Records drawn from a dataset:
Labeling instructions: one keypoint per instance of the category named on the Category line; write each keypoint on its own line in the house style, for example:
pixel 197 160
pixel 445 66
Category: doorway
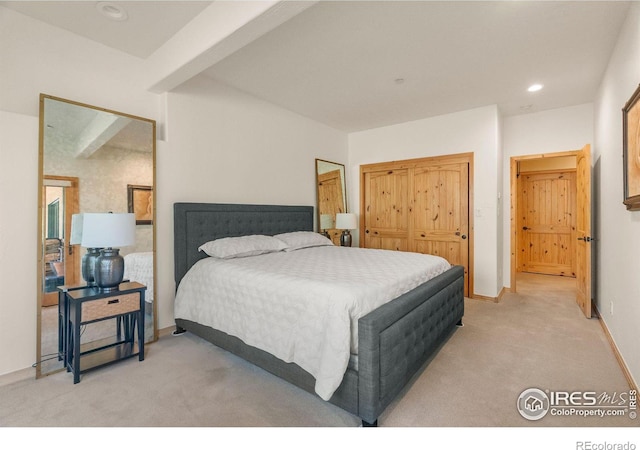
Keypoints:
pixel 571 226
pixel 60 261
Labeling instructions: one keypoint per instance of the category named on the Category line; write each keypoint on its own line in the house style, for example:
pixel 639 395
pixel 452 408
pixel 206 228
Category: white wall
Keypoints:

### Work item
Please output the entries above exactly, leaving out every picture.

### Result for this exercise
Labeling instructions: one keypoint per instance of the category named on the Category line; write each keypoint on its own line in the house style, for example:
pixel 197 160
pixel 445 66
Category: doorway
Keypoints:
pixel 571 226
pixel 60 261
Labeling instructions: one keypoint per instance of the category named on the Category line; write each keypoint on its own line in the house style, for example:
pixel 639 395
pixel 452 408
pixel 206 228
Category: white wall
Keypoints:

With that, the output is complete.